An exact reproduction of each record is required.
------------------------------------------------------------------------
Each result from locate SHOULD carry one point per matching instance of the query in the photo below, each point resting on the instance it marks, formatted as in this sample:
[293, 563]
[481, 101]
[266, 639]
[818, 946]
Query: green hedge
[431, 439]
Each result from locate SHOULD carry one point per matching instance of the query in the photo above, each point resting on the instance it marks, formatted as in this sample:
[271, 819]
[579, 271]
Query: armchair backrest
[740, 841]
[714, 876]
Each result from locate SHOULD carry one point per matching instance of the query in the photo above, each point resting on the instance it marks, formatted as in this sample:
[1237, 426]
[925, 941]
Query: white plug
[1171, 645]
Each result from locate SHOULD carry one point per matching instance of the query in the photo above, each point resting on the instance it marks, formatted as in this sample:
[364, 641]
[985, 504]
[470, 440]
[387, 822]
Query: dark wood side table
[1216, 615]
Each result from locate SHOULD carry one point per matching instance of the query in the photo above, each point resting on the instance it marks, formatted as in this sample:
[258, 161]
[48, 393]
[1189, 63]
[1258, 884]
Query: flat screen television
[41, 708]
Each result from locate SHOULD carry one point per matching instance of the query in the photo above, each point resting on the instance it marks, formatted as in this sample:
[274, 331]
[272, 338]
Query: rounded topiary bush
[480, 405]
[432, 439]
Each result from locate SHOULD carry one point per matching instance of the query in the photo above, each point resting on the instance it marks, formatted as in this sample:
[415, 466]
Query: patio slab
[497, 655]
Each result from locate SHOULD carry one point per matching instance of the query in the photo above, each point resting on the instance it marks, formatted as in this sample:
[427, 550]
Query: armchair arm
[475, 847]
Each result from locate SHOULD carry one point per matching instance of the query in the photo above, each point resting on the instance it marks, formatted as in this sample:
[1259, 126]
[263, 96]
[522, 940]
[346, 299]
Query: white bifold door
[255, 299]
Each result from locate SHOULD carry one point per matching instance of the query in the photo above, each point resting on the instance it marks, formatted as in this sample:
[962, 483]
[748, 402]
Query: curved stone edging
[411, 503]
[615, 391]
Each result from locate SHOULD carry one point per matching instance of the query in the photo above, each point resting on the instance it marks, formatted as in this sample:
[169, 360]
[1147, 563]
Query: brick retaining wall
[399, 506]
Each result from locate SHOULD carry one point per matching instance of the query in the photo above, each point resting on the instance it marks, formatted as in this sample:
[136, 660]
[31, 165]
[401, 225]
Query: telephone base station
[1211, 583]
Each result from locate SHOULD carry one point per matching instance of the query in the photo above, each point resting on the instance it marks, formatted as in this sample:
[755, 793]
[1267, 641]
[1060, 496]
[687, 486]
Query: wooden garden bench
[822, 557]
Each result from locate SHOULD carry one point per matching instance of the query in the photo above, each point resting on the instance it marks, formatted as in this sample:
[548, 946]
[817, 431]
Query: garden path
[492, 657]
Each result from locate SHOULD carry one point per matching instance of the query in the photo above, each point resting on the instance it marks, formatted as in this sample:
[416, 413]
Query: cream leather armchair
------------------------------------------------------------------------
● Reply
Each result from locate SHOULD carry one point per matching instance of the query in the photo below, each point resting on the instance it marks, formatted as in this sample:
[293, 563]
[481, 101]
[266, 639]
[818, 946]
Query: green hedge
[431, 439]
Each result from locate SHOULD carry one point per matching instance of the query in the photo above, each point resting on the instance it marks, formatted as in this sample:
[271, 819]
[579, 271]
Query: armchair backrest
[740, 841]
[714, 876]
Each result from locate SHOULD carry one point per matching instance of the query in the photo above, each point resting on the instance it marks, formatted as in this sample:
[1237, 426]
[925, 941]
Query: white plug
[1171, 645]
Each result from locate SHOULD carry one point per matching instance of the query in the photo above, each point resting on the instance it marks, formatted as in this sample:
[364, 641]
[985, 504]
[470, 440]
[387, 822]
Query: dark wood side table
[1216, 615]
Each result from locate SHOULD carry one point per matching instance of the query in the photo above, each point resting on the instance it marks, formatted as in this sample:
[258, 161]
[48, 393]
[1189, 63]
[1258, 884]
Query: flat screen television
[41, 708]
Each result from locate SHOULD carry one point per matching instance of the query in the photo above, each point resting on the instance it marks, formatted as in this sample:
[274, 331]
[272, 338]
Query: rounded topiary bush
[480, 405]
[432, 439]
Each result from locate SHOULD carry one point per matching instance of the query in the photo above, each point resting on the instance it marks, formatted as in this sample:
[415, 466]
Query: patio slab
[497, 655]
Each result from locate SHOULD carry one point per matching instance of the query in the photo above, each point resting on the instance it marks, formatted as in this sample:
[427, 550]
Query: armchair arm
[475, 847]
Each result from locate SHOULD carry one point per matching instance of the query in the photo above, each point resting on the instance it marks, formatted as in this sample:
[1259, 126]
[263, 96]
[522, 940]
[346, 299]
Query: white bifold door
[255, 299]
Each result from locate SHOULD carry one point per matching instance of the query in the photo above, each point resting on the instance it marks, formatted as in this sample:
[962, 483]
[748, 402]
Query: curved stone edging
[411, 503]
[615, 391]
Each result from locate SHOULD carry one point per matching instance of the query in the photo above, each point resting on the instance it marks, formatted as in this sample:
[169, 360]
[1147, 563]
Query: brick retaining wall
[399, 506]
Each result from locate SHOULD carry one point per matching instance of the query in the photo above, each point resting on the instance it marks, formatted as in this sample:
[136, 660]
[31, 165]
[401, 225]
Query: telephone base station
[1211, 583]
Each result from locate SHOULD carry one point per matching instance of the query in the photo above, each point resting on the instance it marks, formatted as in this sample:
[755, 793]
[1267, 641]
[1060, 496]
[687, 486]
Query: wooden garden bench
[822, 557]
Each result from locate SHOULD carry one point per matching instance of the query in the photo above, each point resting on the instance it marks, formatted as in this sample:
[548, 946]
[817, 431]
Query: garden path
[492, 657]
Each result from locate SHOULD carry one point per matching instance of the query in the photo above, each point resting on the instance it marks, formatted as in this sample:
[416, 413]
Query: cream leather armchair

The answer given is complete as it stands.